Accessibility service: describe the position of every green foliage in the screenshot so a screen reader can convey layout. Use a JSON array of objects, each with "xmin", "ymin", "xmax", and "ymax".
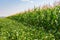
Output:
[{"xmin": 0, "ymin": 6, "xmax": 60, "ymax": 40}]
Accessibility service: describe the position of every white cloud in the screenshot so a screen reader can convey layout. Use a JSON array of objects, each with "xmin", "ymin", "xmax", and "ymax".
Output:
[
  {"xmin": 21, "ymin": 0, "xmax": 34, "ymax": 3},
  {"xmin": 30, "ymin": 1, "xmax": 34, "ymax": 3},
  {"xmin": 21, "ymin": 0, "xmax": 30, "ymax": 1}
]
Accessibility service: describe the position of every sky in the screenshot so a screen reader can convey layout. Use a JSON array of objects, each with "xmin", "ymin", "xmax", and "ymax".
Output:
[{"xmin": 0, "ymin": 0, "xmax": 59, "ymax": 17}]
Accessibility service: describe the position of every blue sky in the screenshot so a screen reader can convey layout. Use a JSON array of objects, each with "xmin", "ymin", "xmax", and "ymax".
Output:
[{"xmin": 0, "ymin": 0, "xmax": 59, "ymax": 17}]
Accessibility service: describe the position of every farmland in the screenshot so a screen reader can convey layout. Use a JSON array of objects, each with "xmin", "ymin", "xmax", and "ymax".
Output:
[{"xmin": 0, "ymin": 6, "xmax": 60, "ymax": 40}]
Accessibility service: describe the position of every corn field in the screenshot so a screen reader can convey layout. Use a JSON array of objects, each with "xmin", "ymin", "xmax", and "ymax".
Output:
[{"xmin": 0, "ymin": 6, "xmax": 60, "ymax": 40}]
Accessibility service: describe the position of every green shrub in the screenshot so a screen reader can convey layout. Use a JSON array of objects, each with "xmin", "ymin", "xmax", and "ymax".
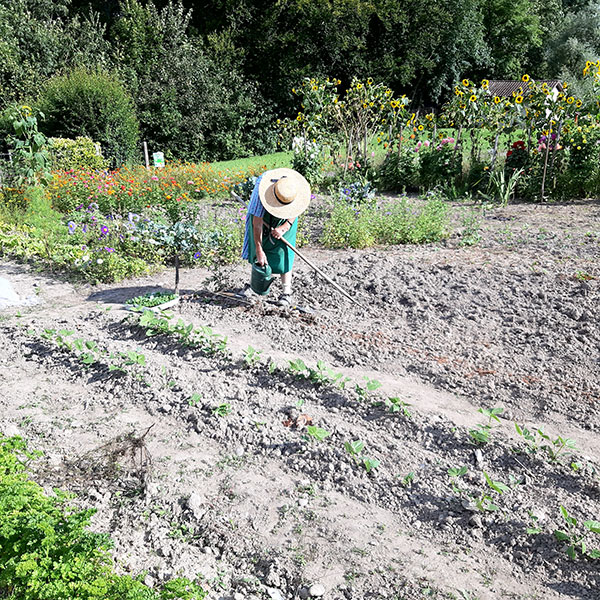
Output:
[
  {"xmin": 38, "ymin": 69, "xmax": 139, "ymax": 167},
  {"xmin": 377, "ymin": 148, "xmax": 419, "ymax": 192},
  {"xmin": 321, "ymin": 203, "xmax": 376, "ymax": 248},
  {"xmin": 48, "ymin": 136, "xmax": 108, "ymax": 171},
  {"xmin": 0, "ymin": 436, "xmax": 206, "ymax": 600},
  {"xmin": 321, "ymin": 193, "xmax": 449, "ymax": 248}
]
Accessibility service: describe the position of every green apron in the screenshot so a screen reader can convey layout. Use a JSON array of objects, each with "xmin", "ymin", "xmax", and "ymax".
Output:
[{"xmin": 248, "ymin": 211, "xmax": 298, "ymax": 274}]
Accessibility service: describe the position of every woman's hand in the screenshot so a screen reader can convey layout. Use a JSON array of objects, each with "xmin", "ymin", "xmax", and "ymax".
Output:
[
  {"xmin": 256, "ymin": 246, "xmax": 267, "ymax": 267},
  {"xmin": 271, "ymin": 223, "xmax": 290, "ymax": 240}
]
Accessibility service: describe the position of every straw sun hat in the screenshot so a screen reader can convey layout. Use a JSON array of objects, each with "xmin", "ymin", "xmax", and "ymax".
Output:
[{"xmin": 258, "ymin": 168, "xmax": 310, "ymax": 219}]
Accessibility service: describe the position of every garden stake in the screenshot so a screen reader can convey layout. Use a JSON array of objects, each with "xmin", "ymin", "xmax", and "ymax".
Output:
[{"xmin": 231, "ymin": 192, "xmax": 362, "ymax": 308}]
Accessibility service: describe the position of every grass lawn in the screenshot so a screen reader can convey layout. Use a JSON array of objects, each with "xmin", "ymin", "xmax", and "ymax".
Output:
[{"xmin": 211, "ymin": 150, "xmax": 294, "ymax": 171}]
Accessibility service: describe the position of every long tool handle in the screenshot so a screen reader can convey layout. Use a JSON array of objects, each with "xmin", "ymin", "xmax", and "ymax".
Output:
[
  {"xmin": 279, "ymin": 238, "xmax": 361, "ymax": 306},
  {"xmin": 231, "ymin": 191, "xmax": 361, "ymax": 306}
]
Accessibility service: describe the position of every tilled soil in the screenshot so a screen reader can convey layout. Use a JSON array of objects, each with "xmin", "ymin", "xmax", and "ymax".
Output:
[{"xmin": 0, "ymin": 202, "xmax": 600, "ymax": 600}]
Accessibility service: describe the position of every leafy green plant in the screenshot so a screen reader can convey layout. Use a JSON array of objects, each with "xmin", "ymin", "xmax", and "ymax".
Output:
[
  {"xmin": 188, "ymin": 392, "xmax": 202, "ymax": 406},
  {"xmin": 125, "ymin": 292, "xmax": 177, "ymax": 309},
  {"xmin": 306, "ymin": 425, "xmax": 331, "ymax": 442},
  {"xmin": 554, "ymin": 504, "xmax": 600, "ymax": 560},
  {"xmin": 48, "ymin": 136, "xmax": 108, "ymax": 171},
  {"xmin": 0, "ymin": 436, "xmax": 206, "ymax": 600},
  {"xmin": 344, "ymin": 440, "xmax": 381, "ymax": 473},
  {"xmin": 377, "ymin": 396, "xmax": 412, "ymax": 419},
  {"xmin": 288, "ymin": 358, "xmax": 307, "ymax": 378},
  {"xmin": 134, "ymin": 310, "xmax": 227, "ymax": 356},
  {"xmin": 515, "ymin": 423, "xmax": 577, "ymax": 462},
  {"xmin": 469, "ymin": 407, "xmax": 504, "ymax": 445},
  {"xmin": 213, "ymin": 402, "xmax": 231, "ymax": 417},
  {"xmin": 354, "ymin": 376, "xmax": 381, "ymax": 401},
  {"xmin": 8, "ymin": 106, "xmax": 50, "ymax": 187},
  {"xmin": 307, "ymin": 360, "xmax": 350, "ymax": 389},
  {"xmin": 39, "ymin": 68, "xmax": 140, "ymax": 167},
  {"xmin": 400, "ymin": 471, "xmax": 415, "ymax": 488},
  {"xmin": 244, "ymin": 346, "xmax": 262, "ymax": 369}
]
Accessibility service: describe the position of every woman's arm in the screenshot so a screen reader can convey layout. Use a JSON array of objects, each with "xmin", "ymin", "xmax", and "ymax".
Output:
[{"xmin": 252, "ymin": 215, "xmax": 267, "ymax": 267}]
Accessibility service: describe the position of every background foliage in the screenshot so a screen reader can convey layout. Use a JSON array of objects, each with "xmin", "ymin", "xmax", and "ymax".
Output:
[{"xmin": 0, "ymin": 0, "xmax": 600, "ymax": 163}]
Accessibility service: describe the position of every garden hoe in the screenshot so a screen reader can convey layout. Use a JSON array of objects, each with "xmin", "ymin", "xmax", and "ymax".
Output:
[{"xmin": 231, "ymin": 192, "xmax": 361, "ymax": 306}]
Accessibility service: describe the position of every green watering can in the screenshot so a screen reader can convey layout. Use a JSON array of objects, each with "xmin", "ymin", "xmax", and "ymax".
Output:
[{"xmin": 250, "ymin": 263, "xmax": 273, "ymax": 296}]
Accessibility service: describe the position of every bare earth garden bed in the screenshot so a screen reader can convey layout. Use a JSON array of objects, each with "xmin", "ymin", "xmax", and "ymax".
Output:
[{"xmin": 0, "ymin": 202, "xmax": 600, "ymax": 600}]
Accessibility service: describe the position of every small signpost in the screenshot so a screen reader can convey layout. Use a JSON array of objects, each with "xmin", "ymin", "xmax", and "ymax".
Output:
[{"xmin": 152, "ymin": 152, "xmax": 165, "ymax": 169}]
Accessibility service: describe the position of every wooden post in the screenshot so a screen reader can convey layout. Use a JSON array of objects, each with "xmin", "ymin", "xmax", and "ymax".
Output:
[{"xmin": 144, "ymin": 142, "xmax": 150, "ymax": 169}]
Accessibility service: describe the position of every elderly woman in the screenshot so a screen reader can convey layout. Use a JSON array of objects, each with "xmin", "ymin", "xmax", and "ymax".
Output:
[{"xmin": 242, "ymin": 168, "xmax": 310, "ymax": 306}]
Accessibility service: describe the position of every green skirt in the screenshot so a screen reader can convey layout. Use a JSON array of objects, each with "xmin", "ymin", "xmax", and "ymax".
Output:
[{"xmin": 248, "ymin": 212, "xmax": 298, "ymax": 274}]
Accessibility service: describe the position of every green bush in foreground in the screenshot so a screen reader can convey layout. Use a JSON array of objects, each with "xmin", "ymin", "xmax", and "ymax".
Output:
[
  {"xmin": 48, "ymin": 136, "xmax": 108, "ymax": 171},
  {"xmin": 0, "ymin": 436, "xmax": 206, "ymax": 600},
  {"xmin": 321, "ymin": 195, "xmax": 449, "ymax": 248}
]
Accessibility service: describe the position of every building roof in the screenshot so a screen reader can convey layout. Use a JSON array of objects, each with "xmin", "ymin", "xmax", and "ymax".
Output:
[{"xmin": 488, "ymin": 79, "xmax": 563, "ymax": 98}]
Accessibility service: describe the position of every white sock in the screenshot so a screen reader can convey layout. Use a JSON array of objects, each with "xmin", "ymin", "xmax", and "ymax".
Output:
[{"xmin": 281, "ymin": 271, "xmax": 292, "ymax": 296}]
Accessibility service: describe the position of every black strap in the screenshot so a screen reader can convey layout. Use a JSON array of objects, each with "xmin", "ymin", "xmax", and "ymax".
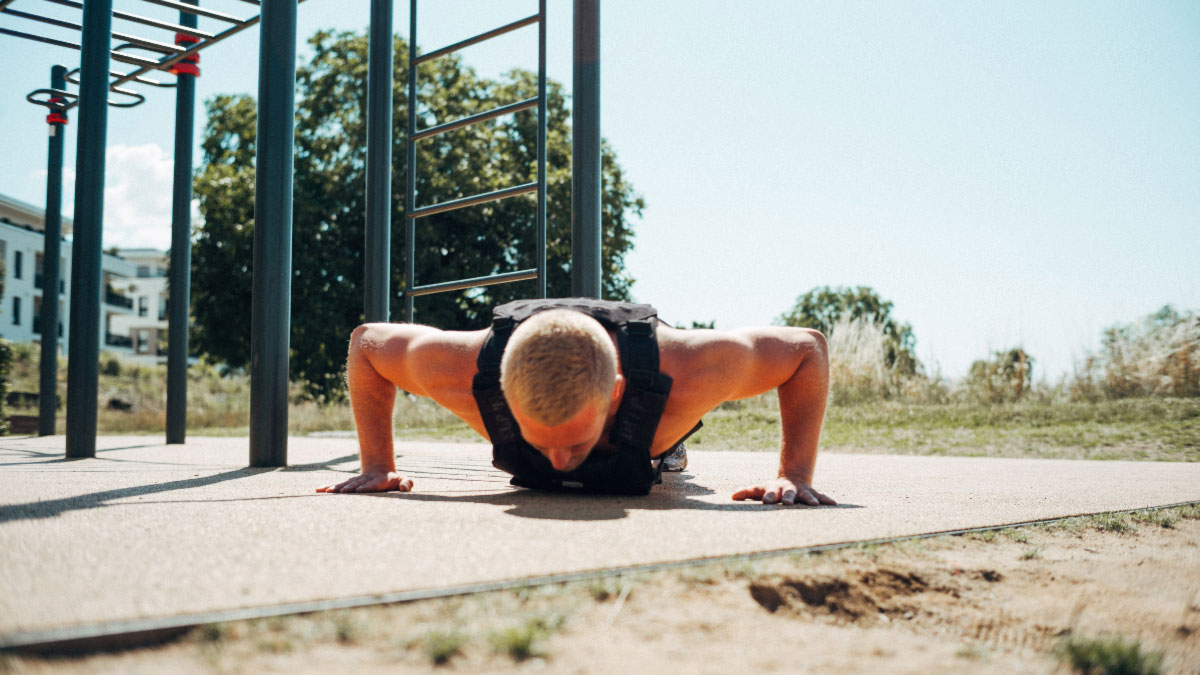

● ● ● ● ● ● ●

▶ Aim
Show every line of the material above that contains the string "woman". Case counts, so match only that exact capitalization.

▶ Solution to this exercise
Accessibility service: describe the position of every woman's hand in the screenshot so a screen reader can convey layout. Use a JSON array of objects, each with "xmin", "ymin", "xmax", and "ymax".
Accessibility service: describe the position of every woman's arm in the screenshot so a screen reader can convey layout. Use a JSON array of objects, each with "xmin", "ymin", "xmax", and "ymax".
Accessibility service: describe the position of every elderly woman in the screenshot so a screen reader can convey layout. Use a JSON array of objects, each with "xmin", "ymin", "xmax", and "ymax".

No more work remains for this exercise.